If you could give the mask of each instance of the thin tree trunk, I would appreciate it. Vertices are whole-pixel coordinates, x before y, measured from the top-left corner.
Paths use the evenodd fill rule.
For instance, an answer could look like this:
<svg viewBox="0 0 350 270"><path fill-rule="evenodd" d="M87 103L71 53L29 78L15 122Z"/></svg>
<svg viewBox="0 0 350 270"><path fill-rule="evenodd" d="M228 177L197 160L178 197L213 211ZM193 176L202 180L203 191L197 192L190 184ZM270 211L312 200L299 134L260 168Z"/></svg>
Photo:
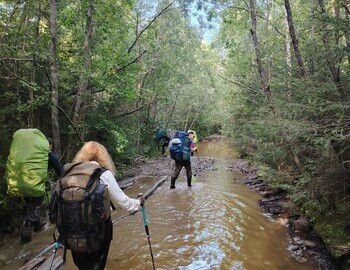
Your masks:
<svg viewBox="0 0 350 270"><path fill-rule="evenodd" d="M90 0L88 10L86 13L85 39L84 39L84 45L83 45L84 64L82 67L82 72L79 77L74 112L73 112L73 123L77 126L80 132L80 138L83 141L85 137L85 130L83 125L84 125L85 113L86 113L85 107L86 107L86 99L87 99L87 87L89 83L88 74L91 67L93 11L94 11L94 0ZM75 137L70 136L70 139L68 141L68 153L67 153L69 159L73 154L73 151L75 150L74 149L75 142L76 142Z"/></svg>
<svg viewBox="0 0 350 270"><path fill-rule="evenodd" d="M310 16L311 18L315 17L315 2L316 0L312 0L310 2ZM316 44L316 38L315 38L315 24L311 25L311 29L310 29L310 40L311 40L311 44ZM317 52L317 48L316 46L312 46L312 53L316 55ZM311 59L309 60L309 65L310 65L310 73L314 74L317 70L317 62L315 61L314 57L311 57Z"/></svg>
<svg viewBox="0 0 350 270"><path fill-rule="evenodd" d="M287 63L287 66L290 69L292 69L292 53L291 53L291 48L290 48L291 40L290 40L290 35L289 35L287 14L285 17L285 24L286 24L286 63Z"/></svg>
<svg viewBox="0 0 350 270"><path fill-rule="evenodd" d="M295 34L292 9L290 7L289 0L284 0L284 6L286 8L289 34L290 34L290 38L292 40L294 53L295 53L295 58L297 59L297 63L298 63L298 66L299 66L300 76L305 79L307 77L307 72L306 72L306 69L305 69L303 57L302 57L301 52L300 52L298 38L297 38L297 36Z"/></svg>
<svg viewBox="0 0 350 270"><path fill-rule="evenodd" d="M350 18L349 18L350 8L349 8L348 0L343 1L343 7L345 12L345 15L344 15L345 20L348 22L348 25L350 25ZM350 29L349 28L347 28L347 30L345 31L345 40L346 40L346 49L349 52L350 51ZM348 56L348 65L350 66L350 55Z"/></svg>
<svg viewBox="0 0 350 270"><path fill-rule="evenodd" d="M31 6L32 3L27 3L26 5L26 8L23 12L23 22L24 22L24 26L23 28L25 29L25 35L29 36L30 35L30 24L31 24L31 16L29 15L29 11L28 10L31 10L32 9L32 6ZM35 38L34 37L34 43L35 43ZM19 45L21 46L20 47L20 51L24 51L25 50L25 42L19 42ZM34 73L34 69L35 69L35 66L34 64L32 65L32 74ZM21 70L21 77L27 77L26 75L29 73L29 72L24 72L23 73L23 69L19 69ZM33 103L34 101L34 91L33 91L33 88L34 88L34 84L33 84L33 76L29 76L29 79L26 80L28 81L29 83L29 87L28 87L28 103L29 103L29 111L28 111L28 117L27 117L27 127L28 128L32 128L33 127L33 114L34 114L34 110L33 110L33 107L31 106L31 104Z"/></svg>
<svg viewBox="0 0 350 270"><path fill-rule="evenodd" d="M270 97L271 97L270 84L263 67L262 57L260 52L260 45L259 45L259 40L257 35L255 0L250 0L250 17L252 21L252 28L250 29L250 33L253 39L253 45L254 45L255 54L256 54L256 63L258 65L258 72L260 76L261 87L265 95L265 98L267 99L267 101L270 101Z"/></svg>
<svg viewBox="0 0 350 270"><path fill-rule="evenodd" d="M321 13L325 14L326 10L325 10L324 0L318 0L318 4L321 8ZM332 53L331 44L330 44L330 35L329 35L329 31L327 30L326 23L324 21L322 21L322 31L323 31L322 41L323 41L323 46L326 49L325 55L326 55L328 68L331 72L333 82L340 94L341 99L345 99L344 85L340 79L340 68L337 67L336 65L336 62L339 62L339 60L337 60L336 56Z"/></svg>
<svg viewBox="0 0 350 270"><path fill-rule="evenodd" d="M57 154L61 155L60 125L58 121L58 64L57 64L57 0L50 3L50 71L51 71L51 121L52 139Z"/></svg>
<svg viewBox="0 0 350 270"><path fill-rule="evenodd" d="M40 38L40 23L41 18L43 15L43 7L42 7L42 1L39 0L38 3L38 15L35 25L35 35L34 35L34 45L33 45L33 61L32 61L32 74L30 82L34 85L35 84L35 76L36 76L36 50L39 44L39 38ZM30 87L29 89L29 100L34 100L34 91L33 88ZM30 107L29 109L29 116L28 116L28 126L34 127L34 109L33 107Z"/></svg>
<svg viewBox="0 0 350 270"><path fill-rule="evenodd" d="M266 61L266 74L267 78L271 78L271 50L270 50L270 0L266 1L267 5L267 12L266 12L266 55L267 55L267 61Z"/></svg>
<svg viewBox="0 0 350 270"><path fill-rule="evenodd" d="M334 15L337 21L340 21L340 1L335 0L334 1ZM339 29L335 30L335 45L339 46L340 44L340 31Z"/></svg>
<svg viewBox="0 0 350 270"><path fill-rule="evenodd" d="M174 114L174 111L175 111L175 108L176 108L176 101L174 102L172 108L171 108L171 111L170 111L170 114L167 116L167 121L165 123L165 128L168 128L169 127L169 123L172 121L173 119L173 114Z"/></svg>
<svg viewBox="0 0 350 270"><path fill-rule="evenodd" d="M85 28L85 41L83 46L84 53L84 66L83 72L79 77L78 92L76 96L73 122L82 125L85 119L84 107L86 106L87 87L89 82L89 70L91 67L91 41L93 32L93 11L94 1L89 1L89 7L86 13L86 28ZM84 140L84 129L81 128L81 138Z"/></svg>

━━━━━━━━━━━━━━━━━━━━

- **YOUR ASSIGNMENT**: Transcribe each line of the data above, unaltered, from the one where "Paths use the evenodd fill rule." appears to the one where "103L71 53L29 78L15" appears, inclusive of both.

- **SOLUTION TO THE PROBLEM**:
Paths use the evenodd fill rule.
For instance, an answer could look like this:
<svg viewBox="0 0 350 270"><path fill-rule="evenodd" d="M87 103L71 53L29 78L15 122Z"/></svg>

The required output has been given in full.